**MARCHE À SUIVRE:**
Pourriez-vous recopier mot pour mot le passage de l'article ci-dessous sur le nouveau décret relatif aux entreprises d'insertion, de « 01-03-2013 Alter Échos » à « liquidation des subventions. » ?

**TEXTE À LIRE:**
Nouveau décret pour les entreprises d'insertion

Il est entré en vigueur le 31 janvier 2013. Que contient-il et quelles seront ses conséquences ?

01-03-2013 Alter Échos n° 355

Il est entré en vigueur le 31 janvier 2013. Que contient-il et quelles seront ses conséquences ?

Nouveau décret, nouveaux enjeux ? Voire. Si le nouveau texte a été voté le 19 décembre dernier par le parlement wallon, ses conséquences semblent néanmoins plus répondre à un besoin d’ajustement du système qu’à une véritable envie de révolution. Et ce même si AtoutEI1, la fédération des entreprises d’insertion, parle d’un texte qui serait « plus qu’une simple réforme. Il y a beaucoup de changements ». Quels sont ces changements ? En opérant une sélection forcément subjective, on peut ainsi citer la suppression de la subvention de démarrage qui permettait notamment de couvrir partiellement la rémunération du chef d’entreprise, la fin de la dégressivité des subventions public-cible ou encore la liquidation des subventions.

Des modifications opérées afin d’éviter certains abus (la subvention de démarrage aurait engendré des effets d’aubaine), mais aussi de professionnaliser et de mieux définir le secteur. « Certaines notions évoquées dans le décret de 2003 comme l’accompagnement social, la tension salariale, la notion de chef d’entreprise n’étaient pas clairement définies. Ce qui a posé soit des problèmes d’interprétation au niveau de la Commission d’agrément comme au niveau de certaines EI, soit un biais juridique lors de recours introduits suite à un refus d’agrément ou de renouvellement d’agrément », nous explique-t-on au cabinet de Jean-Claude Marcourt (PS), ministre de l’Economie de la Région wallonne. Certaines nouvelles définitions ont été inspirées directement par des règlements européens, comme le RGEC (règlement général d’exemption par catégorie), en ce qui concerne les définitions relatives au public cible, maintenant défini et « classé » comme travailleur « défavorisé » ou « gravement défavorisé ».

**MATÉRIEL FOURNI:**
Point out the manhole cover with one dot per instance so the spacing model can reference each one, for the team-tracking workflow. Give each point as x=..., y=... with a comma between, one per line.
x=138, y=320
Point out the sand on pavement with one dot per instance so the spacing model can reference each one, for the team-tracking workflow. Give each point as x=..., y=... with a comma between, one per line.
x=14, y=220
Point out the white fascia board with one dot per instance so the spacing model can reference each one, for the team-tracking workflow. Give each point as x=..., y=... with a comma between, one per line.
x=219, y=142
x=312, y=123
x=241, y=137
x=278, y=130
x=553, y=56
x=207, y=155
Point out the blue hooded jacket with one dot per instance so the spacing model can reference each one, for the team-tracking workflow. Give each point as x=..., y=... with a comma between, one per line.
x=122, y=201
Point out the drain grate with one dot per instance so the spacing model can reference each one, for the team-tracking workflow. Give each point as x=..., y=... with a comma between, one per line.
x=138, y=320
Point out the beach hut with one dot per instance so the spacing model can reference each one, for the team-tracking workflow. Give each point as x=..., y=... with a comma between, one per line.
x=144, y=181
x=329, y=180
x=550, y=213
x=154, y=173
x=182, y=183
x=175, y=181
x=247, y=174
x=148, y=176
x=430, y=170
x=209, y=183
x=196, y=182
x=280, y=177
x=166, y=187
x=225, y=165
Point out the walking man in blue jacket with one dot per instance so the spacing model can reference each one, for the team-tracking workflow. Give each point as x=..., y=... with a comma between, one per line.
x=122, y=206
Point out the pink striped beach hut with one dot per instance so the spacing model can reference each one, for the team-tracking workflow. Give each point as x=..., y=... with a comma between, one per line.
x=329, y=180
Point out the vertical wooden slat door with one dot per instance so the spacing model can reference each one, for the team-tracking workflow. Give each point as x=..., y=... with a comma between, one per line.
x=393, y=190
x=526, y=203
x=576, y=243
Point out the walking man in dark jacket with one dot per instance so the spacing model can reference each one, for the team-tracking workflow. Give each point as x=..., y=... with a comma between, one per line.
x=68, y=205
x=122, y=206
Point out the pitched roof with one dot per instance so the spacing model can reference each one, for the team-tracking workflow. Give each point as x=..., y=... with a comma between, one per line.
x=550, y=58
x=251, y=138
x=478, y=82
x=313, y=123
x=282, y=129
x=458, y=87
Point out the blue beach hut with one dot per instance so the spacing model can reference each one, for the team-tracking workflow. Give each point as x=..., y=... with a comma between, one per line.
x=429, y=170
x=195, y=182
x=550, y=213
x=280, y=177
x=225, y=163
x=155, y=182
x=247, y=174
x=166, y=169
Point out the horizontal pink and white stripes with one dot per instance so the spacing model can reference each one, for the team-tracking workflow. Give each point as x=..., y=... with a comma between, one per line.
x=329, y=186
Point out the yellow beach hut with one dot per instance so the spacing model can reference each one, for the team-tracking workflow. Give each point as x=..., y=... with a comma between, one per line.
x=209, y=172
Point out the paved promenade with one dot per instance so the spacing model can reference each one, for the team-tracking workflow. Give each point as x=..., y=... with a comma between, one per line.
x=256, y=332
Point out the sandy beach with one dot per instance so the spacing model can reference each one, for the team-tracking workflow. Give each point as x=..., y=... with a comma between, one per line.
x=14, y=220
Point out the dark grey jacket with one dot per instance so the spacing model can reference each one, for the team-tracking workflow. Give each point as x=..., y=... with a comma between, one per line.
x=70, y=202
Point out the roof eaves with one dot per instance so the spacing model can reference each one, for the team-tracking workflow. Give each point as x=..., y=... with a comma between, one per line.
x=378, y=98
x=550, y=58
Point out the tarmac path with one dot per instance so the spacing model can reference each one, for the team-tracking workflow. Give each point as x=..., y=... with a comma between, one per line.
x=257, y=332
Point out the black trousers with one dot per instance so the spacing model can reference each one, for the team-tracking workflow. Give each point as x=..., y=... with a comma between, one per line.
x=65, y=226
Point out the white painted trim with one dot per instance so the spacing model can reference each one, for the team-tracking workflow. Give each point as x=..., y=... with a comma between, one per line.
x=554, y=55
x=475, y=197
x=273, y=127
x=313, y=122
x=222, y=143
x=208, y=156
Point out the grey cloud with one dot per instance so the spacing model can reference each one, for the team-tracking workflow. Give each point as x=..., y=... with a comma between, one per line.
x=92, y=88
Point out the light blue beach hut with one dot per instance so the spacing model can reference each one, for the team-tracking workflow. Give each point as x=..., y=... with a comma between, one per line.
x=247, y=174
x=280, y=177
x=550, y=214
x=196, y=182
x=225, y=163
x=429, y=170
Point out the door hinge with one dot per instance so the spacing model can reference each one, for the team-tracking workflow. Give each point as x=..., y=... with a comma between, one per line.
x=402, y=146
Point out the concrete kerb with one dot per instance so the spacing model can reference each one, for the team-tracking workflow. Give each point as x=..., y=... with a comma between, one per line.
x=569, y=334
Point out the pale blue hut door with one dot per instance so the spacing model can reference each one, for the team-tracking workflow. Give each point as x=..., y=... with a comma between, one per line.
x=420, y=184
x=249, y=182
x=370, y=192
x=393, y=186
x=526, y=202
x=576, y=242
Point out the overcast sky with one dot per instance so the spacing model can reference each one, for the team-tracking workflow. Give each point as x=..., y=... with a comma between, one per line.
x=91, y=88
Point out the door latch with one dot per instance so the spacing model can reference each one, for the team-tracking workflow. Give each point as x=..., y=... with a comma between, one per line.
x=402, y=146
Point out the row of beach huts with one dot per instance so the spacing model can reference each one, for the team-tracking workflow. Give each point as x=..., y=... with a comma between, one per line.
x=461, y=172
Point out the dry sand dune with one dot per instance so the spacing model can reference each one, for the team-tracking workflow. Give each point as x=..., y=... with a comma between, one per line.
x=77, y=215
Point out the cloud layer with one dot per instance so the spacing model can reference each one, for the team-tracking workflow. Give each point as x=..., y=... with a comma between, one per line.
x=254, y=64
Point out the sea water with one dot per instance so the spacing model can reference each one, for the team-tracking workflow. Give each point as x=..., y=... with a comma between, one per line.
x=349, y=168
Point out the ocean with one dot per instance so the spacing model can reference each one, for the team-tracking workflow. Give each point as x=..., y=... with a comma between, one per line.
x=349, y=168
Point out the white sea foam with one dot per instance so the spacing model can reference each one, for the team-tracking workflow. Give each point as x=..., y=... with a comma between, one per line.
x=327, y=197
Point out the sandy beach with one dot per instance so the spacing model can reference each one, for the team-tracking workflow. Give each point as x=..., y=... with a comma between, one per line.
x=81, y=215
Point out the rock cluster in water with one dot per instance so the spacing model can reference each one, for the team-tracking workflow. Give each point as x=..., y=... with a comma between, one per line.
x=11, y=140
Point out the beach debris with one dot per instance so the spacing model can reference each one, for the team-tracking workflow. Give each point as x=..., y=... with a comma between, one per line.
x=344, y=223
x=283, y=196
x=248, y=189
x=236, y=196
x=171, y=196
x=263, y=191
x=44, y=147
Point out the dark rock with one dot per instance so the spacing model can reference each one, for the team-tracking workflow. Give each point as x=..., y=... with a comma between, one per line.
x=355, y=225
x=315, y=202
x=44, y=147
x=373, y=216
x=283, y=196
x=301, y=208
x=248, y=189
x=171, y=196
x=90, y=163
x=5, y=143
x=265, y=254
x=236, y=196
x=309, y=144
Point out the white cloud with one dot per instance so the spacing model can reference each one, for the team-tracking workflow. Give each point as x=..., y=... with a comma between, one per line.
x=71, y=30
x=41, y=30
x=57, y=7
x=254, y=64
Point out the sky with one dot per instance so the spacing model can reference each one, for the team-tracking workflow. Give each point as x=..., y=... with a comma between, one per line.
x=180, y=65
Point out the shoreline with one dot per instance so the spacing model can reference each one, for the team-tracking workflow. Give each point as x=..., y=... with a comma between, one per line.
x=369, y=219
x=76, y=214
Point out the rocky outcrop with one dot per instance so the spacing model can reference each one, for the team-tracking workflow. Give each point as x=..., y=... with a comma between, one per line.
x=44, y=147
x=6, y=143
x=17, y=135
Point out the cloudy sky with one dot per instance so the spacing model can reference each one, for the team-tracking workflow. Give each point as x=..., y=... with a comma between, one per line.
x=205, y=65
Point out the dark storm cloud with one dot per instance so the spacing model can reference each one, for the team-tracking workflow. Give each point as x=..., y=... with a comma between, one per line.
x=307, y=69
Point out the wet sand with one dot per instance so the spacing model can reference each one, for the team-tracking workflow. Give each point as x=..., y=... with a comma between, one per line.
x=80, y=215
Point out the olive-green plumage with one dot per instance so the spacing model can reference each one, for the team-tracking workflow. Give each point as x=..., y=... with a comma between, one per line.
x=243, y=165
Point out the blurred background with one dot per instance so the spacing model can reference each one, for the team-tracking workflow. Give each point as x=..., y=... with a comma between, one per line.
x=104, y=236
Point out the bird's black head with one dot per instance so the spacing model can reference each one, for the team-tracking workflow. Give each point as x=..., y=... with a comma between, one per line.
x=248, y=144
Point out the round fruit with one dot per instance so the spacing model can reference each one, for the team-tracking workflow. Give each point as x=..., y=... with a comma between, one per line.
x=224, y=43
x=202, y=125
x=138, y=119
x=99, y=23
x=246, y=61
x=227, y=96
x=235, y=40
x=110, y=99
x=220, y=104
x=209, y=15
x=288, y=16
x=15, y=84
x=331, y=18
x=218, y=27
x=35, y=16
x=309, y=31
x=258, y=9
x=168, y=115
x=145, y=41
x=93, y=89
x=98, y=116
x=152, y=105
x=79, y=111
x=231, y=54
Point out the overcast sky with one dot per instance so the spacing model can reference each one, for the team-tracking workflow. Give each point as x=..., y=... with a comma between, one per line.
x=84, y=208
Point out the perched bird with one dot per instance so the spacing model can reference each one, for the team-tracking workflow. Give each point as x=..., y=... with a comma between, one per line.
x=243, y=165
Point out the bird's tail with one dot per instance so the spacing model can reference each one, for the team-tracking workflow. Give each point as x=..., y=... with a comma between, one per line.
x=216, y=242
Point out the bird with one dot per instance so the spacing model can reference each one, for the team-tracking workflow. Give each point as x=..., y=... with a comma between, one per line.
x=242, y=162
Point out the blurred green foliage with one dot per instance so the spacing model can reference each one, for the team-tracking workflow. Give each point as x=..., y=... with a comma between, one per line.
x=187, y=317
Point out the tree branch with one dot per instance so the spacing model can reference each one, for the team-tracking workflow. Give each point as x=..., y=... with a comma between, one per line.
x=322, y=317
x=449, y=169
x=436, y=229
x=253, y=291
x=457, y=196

**RÉPONSE ATTENDUE:**
01-03-2013 Alter Échos n° 355

Il est entré en vigueur le 31 janvier 2013. Que contient-il et quelles seront ses conséquences ?

Nouveau décret, nouveaux enjeux ? Voire. Si le nouveau texte a été voté le 19 décembre dernier par le parlement wallon, ses conséquences semblent néanmoins plus répondre à un besoin d’ajustement du système qu’à une véritable envie de révolution. Et ce même si AtoutEI1, la fédération des entreprises d’insertion, parle d’un texte qui serait « plus qu’une simple réforme. Il y a beaucoup de changements ». Quels sont ces changements ? En opérant une sélection forcément subjective, on peut ainsi citer la suppression de la subvention de démarrage qui permettait notamment de couvrir partiellement la rémunération du chef d’entreprise, la fin de la dégressivité des subventions public-cible ou encore la liquidation des subventions.